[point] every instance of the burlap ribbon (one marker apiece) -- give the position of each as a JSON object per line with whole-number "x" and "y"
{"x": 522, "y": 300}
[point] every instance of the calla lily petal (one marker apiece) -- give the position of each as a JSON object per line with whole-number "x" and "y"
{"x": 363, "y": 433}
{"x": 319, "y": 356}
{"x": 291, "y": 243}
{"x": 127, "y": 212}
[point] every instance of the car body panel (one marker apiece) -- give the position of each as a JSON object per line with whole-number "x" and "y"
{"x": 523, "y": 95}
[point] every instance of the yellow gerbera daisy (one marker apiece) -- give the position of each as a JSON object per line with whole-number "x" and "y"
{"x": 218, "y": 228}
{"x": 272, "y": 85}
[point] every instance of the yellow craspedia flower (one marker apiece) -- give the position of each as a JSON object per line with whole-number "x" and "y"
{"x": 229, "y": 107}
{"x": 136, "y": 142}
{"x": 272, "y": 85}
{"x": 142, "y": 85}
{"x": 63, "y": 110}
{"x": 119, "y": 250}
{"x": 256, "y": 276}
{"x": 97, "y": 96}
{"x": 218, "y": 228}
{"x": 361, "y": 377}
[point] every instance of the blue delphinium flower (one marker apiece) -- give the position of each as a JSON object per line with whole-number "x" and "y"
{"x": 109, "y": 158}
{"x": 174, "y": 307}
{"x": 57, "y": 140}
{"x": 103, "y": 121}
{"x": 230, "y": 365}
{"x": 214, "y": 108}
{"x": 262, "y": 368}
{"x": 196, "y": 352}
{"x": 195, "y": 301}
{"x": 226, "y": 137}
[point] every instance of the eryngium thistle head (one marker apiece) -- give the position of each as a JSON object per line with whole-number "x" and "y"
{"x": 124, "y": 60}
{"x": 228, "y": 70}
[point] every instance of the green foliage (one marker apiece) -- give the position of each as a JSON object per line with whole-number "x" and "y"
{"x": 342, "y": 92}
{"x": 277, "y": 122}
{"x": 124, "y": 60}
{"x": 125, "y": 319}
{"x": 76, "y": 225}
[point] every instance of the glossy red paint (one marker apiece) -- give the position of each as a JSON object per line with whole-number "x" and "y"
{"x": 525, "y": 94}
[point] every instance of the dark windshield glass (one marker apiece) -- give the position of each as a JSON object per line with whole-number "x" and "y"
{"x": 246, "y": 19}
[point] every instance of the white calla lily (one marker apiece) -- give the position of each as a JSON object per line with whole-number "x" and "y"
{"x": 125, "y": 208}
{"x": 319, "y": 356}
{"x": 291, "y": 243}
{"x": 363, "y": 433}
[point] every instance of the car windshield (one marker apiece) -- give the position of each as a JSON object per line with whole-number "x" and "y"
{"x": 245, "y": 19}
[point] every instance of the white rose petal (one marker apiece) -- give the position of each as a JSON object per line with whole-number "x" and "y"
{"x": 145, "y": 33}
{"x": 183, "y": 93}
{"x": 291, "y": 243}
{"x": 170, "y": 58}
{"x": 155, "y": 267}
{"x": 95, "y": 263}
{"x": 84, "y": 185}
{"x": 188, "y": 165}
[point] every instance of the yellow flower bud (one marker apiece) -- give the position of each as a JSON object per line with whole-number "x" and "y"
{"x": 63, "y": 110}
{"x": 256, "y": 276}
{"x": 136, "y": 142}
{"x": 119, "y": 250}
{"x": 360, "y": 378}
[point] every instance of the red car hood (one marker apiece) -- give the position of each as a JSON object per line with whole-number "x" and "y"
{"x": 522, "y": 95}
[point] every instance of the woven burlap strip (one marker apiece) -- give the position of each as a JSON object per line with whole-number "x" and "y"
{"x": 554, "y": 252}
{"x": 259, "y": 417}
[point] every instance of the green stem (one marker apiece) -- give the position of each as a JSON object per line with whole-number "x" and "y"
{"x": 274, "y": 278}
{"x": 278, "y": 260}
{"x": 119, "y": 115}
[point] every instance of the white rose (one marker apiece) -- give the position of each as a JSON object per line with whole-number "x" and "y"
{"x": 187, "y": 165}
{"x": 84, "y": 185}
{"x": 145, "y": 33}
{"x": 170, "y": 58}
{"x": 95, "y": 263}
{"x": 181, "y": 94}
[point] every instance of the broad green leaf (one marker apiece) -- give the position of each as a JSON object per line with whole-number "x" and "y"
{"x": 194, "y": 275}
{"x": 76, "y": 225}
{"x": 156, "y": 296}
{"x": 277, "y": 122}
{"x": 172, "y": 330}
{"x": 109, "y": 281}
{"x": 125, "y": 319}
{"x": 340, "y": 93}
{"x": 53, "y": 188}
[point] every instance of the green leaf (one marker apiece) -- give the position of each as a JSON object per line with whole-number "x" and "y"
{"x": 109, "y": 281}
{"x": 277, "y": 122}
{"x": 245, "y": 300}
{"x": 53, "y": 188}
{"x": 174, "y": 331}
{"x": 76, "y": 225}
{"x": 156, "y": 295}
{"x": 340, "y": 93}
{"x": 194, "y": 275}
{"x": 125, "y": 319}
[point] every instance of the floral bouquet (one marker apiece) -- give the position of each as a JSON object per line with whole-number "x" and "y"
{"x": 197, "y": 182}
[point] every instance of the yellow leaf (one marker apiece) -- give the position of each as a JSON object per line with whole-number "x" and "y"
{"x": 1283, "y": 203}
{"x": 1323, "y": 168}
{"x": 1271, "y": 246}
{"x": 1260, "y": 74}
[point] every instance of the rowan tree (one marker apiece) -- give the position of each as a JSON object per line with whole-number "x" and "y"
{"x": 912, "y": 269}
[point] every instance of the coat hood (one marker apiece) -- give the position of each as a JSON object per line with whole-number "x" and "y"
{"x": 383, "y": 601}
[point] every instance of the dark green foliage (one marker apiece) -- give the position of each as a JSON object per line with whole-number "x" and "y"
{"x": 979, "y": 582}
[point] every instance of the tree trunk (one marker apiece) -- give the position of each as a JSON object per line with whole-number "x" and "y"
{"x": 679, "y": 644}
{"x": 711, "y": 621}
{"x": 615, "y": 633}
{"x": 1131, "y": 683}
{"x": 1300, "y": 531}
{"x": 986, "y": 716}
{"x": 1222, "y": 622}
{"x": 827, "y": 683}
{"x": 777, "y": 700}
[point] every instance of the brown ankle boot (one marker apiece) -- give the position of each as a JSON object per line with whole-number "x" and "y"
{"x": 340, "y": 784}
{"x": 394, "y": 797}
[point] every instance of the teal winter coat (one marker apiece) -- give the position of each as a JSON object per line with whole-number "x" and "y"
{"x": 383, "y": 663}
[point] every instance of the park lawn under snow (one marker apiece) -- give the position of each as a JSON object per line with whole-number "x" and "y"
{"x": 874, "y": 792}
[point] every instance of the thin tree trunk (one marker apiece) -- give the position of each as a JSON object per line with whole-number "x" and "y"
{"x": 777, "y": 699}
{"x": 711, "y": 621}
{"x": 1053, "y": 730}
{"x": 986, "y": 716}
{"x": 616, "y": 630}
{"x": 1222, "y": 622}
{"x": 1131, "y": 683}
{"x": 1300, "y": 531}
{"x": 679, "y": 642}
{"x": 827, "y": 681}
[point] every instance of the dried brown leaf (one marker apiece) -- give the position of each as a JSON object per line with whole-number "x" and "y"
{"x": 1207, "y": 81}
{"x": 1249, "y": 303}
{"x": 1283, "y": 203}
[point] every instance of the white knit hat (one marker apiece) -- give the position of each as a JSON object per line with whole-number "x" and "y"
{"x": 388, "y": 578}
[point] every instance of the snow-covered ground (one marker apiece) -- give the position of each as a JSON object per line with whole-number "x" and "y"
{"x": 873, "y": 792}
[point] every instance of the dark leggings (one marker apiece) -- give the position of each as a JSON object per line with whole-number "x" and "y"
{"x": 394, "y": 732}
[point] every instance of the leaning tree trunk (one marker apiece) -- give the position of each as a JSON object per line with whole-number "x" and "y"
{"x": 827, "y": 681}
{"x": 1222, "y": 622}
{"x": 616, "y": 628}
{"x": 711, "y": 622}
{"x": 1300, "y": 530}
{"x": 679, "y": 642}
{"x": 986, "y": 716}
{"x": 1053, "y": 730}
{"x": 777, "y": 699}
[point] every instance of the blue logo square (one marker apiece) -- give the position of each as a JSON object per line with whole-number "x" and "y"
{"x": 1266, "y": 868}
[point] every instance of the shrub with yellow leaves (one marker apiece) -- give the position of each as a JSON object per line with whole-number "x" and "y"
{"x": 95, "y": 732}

• _Problem description_:
When the line containing "[point] every instance of the dark leggings" is found in the records above, restate it and every later line word for word through the last one, and nothing more.

• _Answer to the exercise_:
[point] every instance of the dark leggings (one marker apiece) -- give the position of each as a JSON object per line with whole-number "x" and "y"
{"x": 394, "y": 732}
[point] every instance of the leaning tree trunk (one marker apiece) -- give the position of each as a JSON object per line with whole-number "x" and "y"
{"x": 827, "y": 681}
{"x": 1222, "y": 622}
{"x": 616, "y": 628}
{"x": 711, "y": 622}
{"x": 1300, "y": 530}
{"x": 679, "y": 642}
{"x": 986, "y": 716}
{"x": 1053, "y": 730}
{"x": 777, "y": 699}
[point] every instance of the blue logo square (one marker apiece) -- give the position of each as a JSON object per line with whole-number "x" and "y"
{"x": 1266, "y": 868}
[point] every instance of the shrub with yellow leaves (one marker apiece) -- give the position of each as a JSON object per line with whole-number "x" and "y"
{"x": 95, "y": 732}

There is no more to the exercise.